▸ What to do:
Give the lines below again exactly, starting with the line that holds "Reviewer note: verify that every instance of the beard" and going on through the line that holds "Reviewer note: verify that every instance of the navy".

---

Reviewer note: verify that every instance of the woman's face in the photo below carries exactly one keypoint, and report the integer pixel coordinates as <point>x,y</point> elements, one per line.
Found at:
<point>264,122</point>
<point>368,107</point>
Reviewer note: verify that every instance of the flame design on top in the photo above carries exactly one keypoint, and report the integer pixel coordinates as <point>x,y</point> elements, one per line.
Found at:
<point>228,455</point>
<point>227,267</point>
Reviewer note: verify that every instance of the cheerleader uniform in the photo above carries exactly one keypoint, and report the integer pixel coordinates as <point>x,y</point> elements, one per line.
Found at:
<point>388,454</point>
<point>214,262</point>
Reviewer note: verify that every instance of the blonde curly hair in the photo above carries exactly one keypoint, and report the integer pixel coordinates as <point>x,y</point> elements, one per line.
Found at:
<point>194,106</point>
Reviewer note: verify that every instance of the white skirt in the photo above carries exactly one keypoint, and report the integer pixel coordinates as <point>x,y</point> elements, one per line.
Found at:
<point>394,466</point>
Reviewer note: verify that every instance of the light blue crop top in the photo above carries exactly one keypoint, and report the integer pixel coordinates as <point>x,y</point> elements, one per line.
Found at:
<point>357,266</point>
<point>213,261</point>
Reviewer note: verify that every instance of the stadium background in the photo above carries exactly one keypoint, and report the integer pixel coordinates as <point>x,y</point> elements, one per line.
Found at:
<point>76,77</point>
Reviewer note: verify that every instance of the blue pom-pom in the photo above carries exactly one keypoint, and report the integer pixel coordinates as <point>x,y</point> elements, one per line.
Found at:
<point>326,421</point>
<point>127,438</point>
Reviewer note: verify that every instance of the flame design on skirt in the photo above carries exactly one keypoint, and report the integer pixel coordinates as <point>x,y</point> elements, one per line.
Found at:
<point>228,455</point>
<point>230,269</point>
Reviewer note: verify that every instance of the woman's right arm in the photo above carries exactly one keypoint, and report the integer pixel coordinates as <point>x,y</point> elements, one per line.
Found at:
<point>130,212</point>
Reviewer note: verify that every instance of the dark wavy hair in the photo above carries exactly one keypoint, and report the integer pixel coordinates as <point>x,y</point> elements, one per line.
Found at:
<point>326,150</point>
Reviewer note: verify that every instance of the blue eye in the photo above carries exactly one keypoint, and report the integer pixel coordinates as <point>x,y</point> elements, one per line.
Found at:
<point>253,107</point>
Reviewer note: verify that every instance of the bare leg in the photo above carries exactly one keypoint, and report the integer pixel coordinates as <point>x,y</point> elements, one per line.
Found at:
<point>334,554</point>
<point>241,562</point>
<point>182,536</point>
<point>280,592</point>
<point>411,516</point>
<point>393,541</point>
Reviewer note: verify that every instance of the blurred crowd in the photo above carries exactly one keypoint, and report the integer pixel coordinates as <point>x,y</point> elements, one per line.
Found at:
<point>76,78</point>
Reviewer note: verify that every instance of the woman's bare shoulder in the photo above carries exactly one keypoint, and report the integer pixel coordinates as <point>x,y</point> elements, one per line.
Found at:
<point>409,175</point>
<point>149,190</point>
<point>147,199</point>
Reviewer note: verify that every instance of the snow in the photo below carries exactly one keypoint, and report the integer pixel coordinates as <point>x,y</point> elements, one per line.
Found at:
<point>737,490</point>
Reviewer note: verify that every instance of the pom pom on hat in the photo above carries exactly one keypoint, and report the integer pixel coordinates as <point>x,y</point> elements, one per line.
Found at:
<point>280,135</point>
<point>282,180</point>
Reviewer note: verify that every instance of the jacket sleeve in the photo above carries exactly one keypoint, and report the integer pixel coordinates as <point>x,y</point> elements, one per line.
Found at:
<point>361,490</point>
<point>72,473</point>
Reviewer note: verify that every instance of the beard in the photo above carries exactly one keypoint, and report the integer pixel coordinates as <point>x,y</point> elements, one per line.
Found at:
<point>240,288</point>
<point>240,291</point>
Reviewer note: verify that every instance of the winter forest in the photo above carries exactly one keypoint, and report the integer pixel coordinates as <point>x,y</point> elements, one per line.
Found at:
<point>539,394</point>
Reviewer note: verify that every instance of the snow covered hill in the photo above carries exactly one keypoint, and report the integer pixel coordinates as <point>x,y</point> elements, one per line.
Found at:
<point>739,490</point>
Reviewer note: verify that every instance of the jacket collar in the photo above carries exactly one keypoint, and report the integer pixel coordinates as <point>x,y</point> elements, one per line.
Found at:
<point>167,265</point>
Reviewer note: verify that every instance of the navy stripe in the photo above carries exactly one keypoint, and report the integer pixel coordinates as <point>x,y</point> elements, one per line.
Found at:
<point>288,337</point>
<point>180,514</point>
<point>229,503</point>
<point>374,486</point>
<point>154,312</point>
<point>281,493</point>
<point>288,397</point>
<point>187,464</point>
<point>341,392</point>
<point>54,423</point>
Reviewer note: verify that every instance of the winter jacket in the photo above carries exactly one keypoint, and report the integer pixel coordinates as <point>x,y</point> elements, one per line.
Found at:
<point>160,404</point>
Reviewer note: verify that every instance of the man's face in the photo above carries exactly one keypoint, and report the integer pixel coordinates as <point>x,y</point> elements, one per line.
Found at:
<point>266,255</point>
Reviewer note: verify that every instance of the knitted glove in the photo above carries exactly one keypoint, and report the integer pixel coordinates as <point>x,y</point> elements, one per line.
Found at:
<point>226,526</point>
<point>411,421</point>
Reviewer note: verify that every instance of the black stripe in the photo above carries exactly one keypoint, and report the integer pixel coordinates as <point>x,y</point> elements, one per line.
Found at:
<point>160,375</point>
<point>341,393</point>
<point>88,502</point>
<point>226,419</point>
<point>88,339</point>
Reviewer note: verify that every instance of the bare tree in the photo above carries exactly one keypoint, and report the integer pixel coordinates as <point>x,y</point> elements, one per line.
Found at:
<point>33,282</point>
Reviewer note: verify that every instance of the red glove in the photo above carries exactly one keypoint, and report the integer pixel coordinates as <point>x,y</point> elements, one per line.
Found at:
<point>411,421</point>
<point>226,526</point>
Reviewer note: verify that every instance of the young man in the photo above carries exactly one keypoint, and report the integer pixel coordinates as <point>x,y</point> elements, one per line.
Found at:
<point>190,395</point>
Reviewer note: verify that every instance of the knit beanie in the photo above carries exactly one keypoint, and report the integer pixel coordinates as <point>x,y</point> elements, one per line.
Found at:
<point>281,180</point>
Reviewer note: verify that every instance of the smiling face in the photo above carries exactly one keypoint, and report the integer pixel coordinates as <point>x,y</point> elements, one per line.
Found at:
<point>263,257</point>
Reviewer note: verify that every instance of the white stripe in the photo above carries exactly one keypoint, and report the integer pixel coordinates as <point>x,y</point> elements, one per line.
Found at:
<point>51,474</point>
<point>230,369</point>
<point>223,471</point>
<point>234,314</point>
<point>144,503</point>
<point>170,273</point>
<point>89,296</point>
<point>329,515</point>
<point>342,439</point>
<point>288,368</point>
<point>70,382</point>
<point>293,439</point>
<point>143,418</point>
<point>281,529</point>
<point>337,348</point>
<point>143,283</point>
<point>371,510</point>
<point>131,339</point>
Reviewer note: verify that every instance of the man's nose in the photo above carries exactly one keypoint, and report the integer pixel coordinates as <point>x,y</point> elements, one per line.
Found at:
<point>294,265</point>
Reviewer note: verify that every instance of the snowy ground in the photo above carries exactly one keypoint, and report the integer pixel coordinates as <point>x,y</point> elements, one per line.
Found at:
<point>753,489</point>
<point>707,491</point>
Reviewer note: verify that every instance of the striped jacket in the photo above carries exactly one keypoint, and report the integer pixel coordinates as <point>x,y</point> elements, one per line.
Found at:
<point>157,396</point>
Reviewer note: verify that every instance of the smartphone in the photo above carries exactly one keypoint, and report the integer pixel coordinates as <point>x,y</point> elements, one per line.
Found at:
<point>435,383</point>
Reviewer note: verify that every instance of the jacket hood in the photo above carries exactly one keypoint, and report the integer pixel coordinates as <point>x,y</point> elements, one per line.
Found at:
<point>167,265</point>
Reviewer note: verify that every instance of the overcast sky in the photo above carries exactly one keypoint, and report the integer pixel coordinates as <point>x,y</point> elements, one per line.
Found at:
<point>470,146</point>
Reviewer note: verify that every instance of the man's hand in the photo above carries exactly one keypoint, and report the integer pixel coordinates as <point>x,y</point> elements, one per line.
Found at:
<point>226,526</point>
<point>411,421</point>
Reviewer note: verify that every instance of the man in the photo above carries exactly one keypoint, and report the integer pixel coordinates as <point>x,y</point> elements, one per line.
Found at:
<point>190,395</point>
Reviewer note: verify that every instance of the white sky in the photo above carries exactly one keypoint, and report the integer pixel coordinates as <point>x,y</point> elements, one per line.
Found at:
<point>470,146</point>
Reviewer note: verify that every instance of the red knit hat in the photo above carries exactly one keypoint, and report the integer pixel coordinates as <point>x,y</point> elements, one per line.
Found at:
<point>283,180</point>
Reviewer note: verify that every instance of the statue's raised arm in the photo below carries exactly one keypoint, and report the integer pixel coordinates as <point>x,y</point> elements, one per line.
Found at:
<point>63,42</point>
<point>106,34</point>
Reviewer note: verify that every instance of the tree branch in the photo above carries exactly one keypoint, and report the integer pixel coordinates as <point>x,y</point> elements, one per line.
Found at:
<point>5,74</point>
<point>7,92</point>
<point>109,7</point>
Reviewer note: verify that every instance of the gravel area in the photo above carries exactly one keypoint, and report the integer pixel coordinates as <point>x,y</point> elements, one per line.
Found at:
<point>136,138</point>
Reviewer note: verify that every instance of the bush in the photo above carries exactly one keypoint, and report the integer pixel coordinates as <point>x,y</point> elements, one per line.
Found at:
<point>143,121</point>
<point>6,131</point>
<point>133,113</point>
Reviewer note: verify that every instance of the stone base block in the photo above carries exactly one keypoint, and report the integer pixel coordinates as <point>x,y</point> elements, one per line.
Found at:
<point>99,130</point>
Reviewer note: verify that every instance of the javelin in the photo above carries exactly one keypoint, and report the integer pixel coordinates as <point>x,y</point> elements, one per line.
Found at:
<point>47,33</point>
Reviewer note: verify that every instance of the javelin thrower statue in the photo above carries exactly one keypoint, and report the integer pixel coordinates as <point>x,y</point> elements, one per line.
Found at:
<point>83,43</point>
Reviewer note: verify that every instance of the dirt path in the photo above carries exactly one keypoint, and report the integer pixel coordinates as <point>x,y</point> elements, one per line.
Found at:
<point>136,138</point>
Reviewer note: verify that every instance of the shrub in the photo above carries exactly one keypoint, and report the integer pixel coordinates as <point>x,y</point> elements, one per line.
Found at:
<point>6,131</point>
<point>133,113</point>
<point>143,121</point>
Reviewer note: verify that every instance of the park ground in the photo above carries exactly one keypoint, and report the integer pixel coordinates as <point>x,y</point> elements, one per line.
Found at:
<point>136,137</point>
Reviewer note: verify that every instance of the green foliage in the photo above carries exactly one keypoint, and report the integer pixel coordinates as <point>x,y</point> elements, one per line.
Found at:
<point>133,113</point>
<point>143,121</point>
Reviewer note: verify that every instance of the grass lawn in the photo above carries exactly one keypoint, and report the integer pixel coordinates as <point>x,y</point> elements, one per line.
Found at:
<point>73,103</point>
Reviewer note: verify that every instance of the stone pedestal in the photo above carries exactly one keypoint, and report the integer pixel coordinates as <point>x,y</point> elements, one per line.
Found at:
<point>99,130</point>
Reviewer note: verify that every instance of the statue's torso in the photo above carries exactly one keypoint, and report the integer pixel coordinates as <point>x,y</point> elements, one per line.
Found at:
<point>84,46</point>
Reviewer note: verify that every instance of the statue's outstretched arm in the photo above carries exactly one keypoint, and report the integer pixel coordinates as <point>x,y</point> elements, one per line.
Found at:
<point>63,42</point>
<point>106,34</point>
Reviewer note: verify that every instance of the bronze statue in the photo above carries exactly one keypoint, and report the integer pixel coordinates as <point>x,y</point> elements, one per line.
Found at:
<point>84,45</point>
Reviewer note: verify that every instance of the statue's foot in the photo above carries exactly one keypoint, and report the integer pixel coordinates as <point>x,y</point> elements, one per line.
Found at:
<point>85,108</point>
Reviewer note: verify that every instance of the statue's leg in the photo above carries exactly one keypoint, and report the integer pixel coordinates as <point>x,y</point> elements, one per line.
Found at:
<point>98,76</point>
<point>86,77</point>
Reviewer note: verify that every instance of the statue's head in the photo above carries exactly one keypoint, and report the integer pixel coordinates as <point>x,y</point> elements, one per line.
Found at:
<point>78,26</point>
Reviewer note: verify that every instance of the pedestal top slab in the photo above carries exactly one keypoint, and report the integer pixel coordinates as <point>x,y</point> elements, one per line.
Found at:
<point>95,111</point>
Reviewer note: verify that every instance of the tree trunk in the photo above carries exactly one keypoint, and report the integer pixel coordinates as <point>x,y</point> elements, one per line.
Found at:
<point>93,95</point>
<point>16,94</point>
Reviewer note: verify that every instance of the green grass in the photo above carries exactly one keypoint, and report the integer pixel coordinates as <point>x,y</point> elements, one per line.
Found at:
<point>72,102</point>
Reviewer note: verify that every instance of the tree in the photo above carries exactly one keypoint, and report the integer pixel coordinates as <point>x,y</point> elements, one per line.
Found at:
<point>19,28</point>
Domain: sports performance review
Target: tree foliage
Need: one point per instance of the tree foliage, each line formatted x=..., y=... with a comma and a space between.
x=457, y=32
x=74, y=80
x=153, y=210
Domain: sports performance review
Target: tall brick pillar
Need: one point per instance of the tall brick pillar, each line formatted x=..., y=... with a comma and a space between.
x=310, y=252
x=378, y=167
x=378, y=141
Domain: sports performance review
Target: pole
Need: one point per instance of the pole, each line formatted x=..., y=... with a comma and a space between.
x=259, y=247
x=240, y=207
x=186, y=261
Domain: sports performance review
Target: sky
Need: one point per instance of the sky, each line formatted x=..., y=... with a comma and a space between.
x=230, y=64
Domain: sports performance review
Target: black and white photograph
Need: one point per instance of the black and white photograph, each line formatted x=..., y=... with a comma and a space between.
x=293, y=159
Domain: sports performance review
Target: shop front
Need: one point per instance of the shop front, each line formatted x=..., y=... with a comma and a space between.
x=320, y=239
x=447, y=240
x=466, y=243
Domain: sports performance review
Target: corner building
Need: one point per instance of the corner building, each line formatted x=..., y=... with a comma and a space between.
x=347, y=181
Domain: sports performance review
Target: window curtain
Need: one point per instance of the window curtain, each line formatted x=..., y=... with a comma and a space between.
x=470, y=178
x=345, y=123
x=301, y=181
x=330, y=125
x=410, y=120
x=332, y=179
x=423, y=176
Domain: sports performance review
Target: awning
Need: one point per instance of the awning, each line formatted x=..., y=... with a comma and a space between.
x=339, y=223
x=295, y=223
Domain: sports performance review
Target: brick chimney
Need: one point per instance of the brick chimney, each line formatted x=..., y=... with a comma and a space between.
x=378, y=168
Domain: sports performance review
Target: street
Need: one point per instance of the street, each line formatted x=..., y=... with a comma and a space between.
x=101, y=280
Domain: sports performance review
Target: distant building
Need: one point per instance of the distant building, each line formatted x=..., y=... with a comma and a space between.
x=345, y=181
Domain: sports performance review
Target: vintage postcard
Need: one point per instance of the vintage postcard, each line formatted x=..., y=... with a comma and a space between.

---

▸ Result for this exercise:
Reviewer note: verify that every instance of the beard in the photo above carries exactly one keypoint, and report the integer pixel coordinates as <point>x,y</point> elements, one per line.
Found at:
<point>240,288</point>
<point>240,291</point>
Reviewer note: verify that every instance of the winter forest in the photo above carries exactly one keypoint, and report the integer pixel coordinates as <point>x,y</point> elements, one per line.
Found at:
<point>539,394</point>
Reviewer note: verify that every instance of the snow covered hill in the photo above carries exactly one keypoint, and report the integer pixel coordinates as <point>x,y</point> elements, one per line.
Found at:
<point>739,490</point>
Reviewer note: verify that every instance of the jacket collar in the photo above carries exactly one keypoint, and report the integer pixel coordinates as <point>x,y</point> elements, one per line.
Found at:
<point>167,265</point>
Reviewer note: verify that every instance of the navy stripe in the photo above carries exactly one keypoint, and report the integer pixel coordinates as <point>x,y</point> elements, one per line.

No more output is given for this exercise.